Exercise –
Would you give the data below back exactly as it reads?

========================================

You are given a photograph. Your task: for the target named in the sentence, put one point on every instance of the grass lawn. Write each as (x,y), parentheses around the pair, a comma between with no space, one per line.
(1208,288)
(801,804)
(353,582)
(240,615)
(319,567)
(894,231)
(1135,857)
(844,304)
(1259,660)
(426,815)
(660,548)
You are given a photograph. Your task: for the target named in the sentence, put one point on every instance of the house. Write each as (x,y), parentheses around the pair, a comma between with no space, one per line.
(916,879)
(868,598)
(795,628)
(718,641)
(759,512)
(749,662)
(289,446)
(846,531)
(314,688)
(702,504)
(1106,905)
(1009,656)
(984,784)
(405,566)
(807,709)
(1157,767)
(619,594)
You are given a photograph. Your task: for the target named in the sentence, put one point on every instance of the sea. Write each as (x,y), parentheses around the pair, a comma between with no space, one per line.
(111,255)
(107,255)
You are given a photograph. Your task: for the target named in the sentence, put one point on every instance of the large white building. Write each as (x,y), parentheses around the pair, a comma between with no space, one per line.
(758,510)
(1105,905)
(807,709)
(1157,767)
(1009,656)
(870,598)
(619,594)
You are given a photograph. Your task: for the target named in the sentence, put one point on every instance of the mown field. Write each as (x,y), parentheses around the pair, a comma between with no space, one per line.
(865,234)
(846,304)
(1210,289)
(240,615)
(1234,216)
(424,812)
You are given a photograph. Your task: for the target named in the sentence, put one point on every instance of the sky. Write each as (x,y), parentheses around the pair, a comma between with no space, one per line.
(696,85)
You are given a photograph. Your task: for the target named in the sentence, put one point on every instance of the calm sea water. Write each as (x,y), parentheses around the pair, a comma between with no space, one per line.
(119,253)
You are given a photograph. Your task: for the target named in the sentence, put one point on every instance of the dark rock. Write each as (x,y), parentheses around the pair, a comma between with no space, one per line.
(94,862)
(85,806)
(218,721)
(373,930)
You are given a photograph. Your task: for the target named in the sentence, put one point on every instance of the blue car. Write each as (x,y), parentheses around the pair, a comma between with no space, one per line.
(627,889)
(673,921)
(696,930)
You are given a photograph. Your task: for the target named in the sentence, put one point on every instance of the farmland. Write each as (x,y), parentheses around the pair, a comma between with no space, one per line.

========================================

Exercise result –
You are given a photograph. Your task: for the target named in the sentence, put one point on every instance of the grass lawn. Write each as (x,y), parentheses around the pair, a comma between with no space, one per line.
(1208,288)
(801,804)
(353,582)
(240,615)
(319,567)
(894,231)
(1135,857)
(844,304)
(1259,660)
(426,815)
(660,548)
You are given a photograph. Your task: for the target named in the sentence, put one point on every instance of the house. Write each as (x,y), parentheses around the pair, a comma between with no space, one per line.
(916,879)
(868,598)
(795,628)
(718,641)
(759,512)
(749,662)
(289,446)
(846,531)
(314,688)
(702,504)
(1106,905)
(1009,656)
(984,784)
(405,566)
(807,709)
(1157,767)
(619,594)
You are given a photograph. Your task: for the target named in the sentence, put one point on every instance of the sea. Write each as (x,y), parentheses around the pair, a comma between with no space, one per line.
(111,255)
(107,255)
You are given a photograph. Your task: for the target named in the sentence, put one point on every instance of the large white building. Write each as (x,y), parentheses around the pair, a comma between with no space, one per line.
(758,510)
(1105,905)
(807,709)
(1157,767)
(1009,656)
(870,598)
(619,594)
You are given a photograph. Your task: for the target named in the sentence, put one point on every instance of the mown field. Write each as (x,y), parentheses around the pair, a comma between with no space, one per line.
(865,234)
(846,304)
(1210,289)
(240,615)
(1234,216)
(424,812)
You are given a photograph. Your task: for the target named in the sentence, put one point on every instance of the sky. Write each as (x,y), parentheses around the pair, a comma between with no space, one per line.
(696,85)
You are given a photograph. Your task: for the target named in the sentence, put one point on every instance of the calm sea water. Write each as (x,y), parentheses around the pair, a comma between with no space, one per line.
(119,253)
You are given a photograph. Your task: for the target named in the sentence, put one point on every instance of the dark rock. Write each as (x,y), parentheses around the pair, a comma between with no space, one per line.
(94,862)
(85,806)
(218,721)
(373,930)
You are given a photograph. Your task: for the target named in the sentence, put one point on every instance of the blue car. Write each as (x,y), parentheses around the pair, a comma between with no space, one per line.
(627,889)
(673,921)
(696,930)
You are given a photograph. Your task: for the target named in the sentence, put one point on every instance of the farmland. Write each as (x,y), parentheses around the pair, a comma between with no space, one per line.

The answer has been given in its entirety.